[Begin Provided data]
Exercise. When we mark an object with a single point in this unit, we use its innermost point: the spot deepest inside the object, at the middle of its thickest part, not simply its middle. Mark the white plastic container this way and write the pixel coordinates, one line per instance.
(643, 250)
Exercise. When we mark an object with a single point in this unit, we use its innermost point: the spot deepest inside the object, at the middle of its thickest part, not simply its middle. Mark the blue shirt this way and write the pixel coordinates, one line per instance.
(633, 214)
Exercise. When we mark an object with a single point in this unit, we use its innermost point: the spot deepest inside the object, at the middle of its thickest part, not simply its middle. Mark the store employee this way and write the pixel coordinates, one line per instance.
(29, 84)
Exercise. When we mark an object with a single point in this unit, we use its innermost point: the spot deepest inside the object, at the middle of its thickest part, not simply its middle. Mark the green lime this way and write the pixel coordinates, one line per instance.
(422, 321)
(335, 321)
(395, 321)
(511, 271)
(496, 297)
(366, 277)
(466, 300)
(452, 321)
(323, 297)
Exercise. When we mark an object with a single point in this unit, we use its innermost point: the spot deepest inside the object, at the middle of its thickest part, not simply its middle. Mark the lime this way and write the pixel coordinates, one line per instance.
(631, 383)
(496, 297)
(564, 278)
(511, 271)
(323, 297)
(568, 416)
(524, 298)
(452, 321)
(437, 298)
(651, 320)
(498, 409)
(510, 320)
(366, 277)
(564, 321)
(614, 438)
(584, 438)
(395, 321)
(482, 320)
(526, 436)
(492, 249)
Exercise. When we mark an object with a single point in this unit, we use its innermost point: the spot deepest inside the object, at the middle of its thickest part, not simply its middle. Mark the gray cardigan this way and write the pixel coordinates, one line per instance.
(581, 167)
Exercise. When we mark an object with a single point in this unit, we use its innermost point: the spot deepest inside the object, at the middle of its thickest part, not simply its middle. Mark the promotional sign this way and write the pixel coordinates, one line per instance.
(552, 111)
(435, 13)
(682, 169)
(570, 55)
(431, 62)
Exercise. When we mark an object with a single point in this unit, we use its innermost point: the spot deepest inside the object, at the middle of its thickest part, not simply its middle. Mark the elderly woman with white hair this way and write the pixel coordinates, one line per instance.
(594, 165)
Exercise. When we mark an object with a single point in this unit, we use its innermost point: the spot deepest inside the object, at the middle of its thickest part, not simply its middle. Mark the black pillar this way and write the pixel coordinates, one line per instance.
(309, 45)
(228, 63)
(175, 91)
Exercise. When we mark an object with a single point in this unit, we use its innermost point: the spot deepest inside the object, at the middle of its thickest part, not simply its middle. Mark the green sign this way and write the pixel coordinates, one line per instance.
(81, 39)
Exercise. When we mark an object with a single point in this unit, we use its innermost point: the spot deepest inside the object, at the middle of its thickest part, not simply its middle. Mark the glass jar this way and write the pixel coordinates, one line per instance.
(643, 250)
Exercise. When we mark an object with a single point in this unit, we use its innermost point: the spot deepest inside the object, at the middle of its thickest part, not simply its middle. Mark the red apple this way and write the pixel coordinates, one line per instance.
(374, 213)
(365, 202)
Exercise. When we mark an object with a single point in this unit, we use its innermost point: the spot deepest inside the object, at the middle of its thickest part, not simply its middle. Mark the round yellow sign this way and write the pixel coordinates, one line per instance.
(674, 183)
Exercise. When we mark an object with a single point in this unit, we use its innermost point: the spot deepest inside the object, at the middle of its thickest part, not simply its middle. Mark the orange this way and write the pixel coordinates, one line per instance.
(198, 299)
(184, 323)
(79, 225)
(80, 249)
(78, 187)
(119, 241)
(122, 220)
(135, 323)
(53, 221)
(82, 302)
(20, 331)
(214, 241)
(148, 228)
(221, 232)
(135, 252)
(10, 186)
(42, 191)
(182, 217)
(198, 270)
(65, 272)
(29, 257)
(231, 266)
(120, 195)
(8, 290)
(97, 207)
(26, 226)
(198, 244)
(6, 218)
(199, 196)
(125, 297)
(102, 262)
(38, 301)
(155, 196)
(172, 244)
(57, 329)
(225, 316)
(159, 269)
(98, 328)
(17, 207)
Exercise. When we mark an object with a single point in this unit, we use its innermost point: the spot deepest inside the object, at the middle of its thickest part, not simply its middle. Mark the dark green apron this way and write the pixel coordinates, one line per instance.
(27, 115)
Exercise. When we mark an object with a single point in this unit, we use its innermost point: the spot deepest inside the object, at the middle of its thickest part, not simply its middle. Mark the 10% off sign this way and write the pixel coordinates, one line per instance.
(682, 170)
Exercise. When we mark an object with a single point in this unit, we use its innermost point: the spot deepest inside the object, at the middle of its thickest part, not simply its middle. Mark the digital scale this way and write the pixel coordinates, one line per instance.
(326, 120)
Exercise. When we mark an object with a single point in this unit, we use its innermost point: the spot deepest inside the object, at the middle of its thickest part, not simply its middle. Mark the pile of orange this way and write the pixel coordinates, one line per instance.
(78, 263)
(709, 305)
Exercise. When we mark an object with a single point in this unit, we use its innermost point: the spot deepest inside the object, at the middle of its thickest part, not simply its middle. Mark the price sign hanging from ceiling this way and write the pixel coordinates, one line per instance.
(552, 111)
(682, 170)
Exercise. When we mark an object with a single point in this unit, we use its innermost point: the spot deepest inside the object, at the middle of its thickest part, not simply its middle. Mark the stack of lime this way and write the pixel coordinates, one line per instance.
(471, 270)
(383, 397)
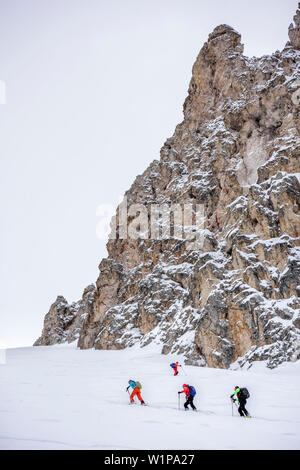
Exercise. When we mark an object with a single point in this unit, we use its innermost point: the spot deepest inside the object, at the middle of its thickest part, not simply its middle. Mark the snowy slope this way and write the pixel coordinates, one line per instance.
(63, 398)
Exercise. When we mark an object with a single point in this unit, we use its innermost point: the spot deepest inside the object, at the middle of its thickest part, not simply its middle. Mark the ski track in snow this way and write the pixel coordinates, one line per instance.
(63, 398)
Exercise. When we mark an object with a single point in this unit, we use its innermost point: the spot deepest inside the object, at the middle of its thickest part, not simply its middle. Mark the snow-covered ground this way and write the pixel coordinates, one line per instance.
(65, 398)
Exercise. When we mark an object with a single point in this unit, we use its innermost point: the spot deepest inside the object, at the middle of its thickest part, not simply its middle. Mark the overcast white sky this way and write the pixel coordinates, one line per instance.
(94, 88)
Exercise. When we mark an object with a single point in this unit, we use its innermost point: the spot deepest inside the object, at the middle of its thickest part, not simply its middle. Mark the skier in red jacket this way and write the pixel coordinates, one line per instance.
(190, 392)
(175, 366)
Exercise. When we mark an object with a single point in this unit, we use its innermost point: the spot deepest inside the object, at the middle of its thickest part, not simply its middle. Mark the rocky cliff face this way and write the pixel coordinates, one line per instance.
(235, 297)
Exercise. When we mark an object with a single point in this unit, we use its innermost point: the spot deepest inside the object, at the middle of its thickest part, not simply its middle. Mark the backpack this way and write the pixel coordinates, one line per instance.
(244, 393)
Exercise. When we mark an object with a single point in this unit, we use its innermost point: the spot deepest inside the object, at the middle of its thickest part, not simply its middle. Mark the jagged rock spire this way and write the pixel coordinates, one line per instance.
(294, 30)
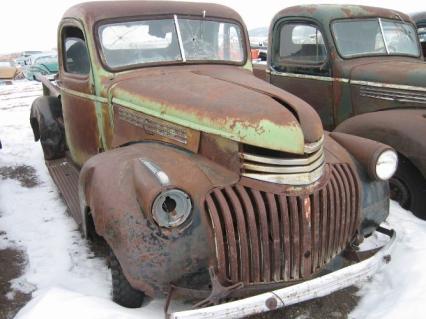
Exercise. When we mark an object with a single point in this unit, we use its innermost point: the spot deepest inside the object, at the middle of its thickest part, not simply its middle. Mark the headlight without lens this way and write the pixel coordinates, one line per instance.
(386, 165)
(171, 208)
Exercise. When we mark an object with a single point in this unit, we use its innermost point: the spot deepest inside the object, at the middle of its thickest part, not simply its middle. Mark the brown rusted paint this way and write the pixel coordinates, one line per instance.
(151, 257)
(254, 236)
(131, 126)
(241, 230)
(356, 86)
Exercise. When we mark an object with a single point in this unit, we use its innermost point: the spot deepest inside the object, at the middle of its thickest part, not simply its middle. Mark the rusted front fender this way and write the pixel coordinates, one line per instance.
(404, 130)
(375, 193)
(119, 187)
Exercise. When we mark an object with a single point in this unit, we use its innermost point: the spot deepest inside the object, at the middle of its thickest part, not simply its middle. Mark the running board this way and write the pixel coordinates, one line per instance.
(65, 175)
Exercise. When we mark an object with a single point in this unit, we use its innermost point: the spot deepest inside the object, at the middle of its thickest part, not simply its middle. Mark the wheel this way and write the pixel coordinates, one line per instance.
(408, 188)
(122, 292)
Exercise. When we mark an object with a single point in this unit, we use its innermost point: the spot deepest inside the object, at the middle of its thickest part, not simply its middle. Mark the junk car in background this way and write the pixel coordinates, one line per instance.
(8, 70)
(362, 70)
(420, 20)
(45, 64)
(203, 180)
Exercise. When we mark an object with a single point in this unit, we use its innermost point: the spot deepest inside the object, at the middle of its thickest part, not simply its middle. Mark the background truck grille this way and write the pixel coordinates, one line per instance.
(265, 237)
(391, 94)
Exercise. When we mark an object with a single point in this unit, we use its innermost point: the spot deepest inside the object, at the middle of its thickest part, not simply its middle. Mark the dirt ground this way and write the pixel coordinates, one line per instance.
(12, 263)
(334, 306)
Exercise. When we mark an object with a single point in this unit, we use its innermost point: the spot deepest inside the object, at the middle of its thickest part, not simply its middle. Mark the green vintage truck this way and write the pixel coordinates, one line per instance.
(362, 70)
(201, 179)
[End Provided data]
Exercise brief:
Everything from the line containing "Mark the junk" to the end of the data above should be quoted exactly, please, both ends included, and nothing outside that span.

Task response:
Exercise. When we mark an object with a single point in this unit, we use its innermost point: the spot deepest inside the object, at the middle of its thickest part, not simply its middle. Mark the junk car in background this way and write the pixel coordinates, one line per instance.
(8, 70)
(362, 70)
(420, 20)
(45, 64)
(203, 180)
Exercise. When we mark an object with a single point in this unit, we use its innermost point: the spot deepest inside the object, at the middle of its thickest part, not simply its middle. Mark the background truck grille this way and write the pixel coordinates, one line per instance.
(265, 237)
(391, 94)
Exercise. When we mark an object with a single point in this unit, we use its innermost point: the spot deepest inside the object, at the middle of its thickest part, not simply its middle. Mark the dirt ground this way and write the pixel coordinates, one line per instance.
(12, 263)
(334, 306)
Exercise. When we mark an object with a single point in this unit, we use its innermost point: the spot deepest inside the object, at the middle of its thickest part, not simply its middle. Mark the green vintage truck this way and write the pixel coordinates, one line per instance.
(362, 70)
(201, 179)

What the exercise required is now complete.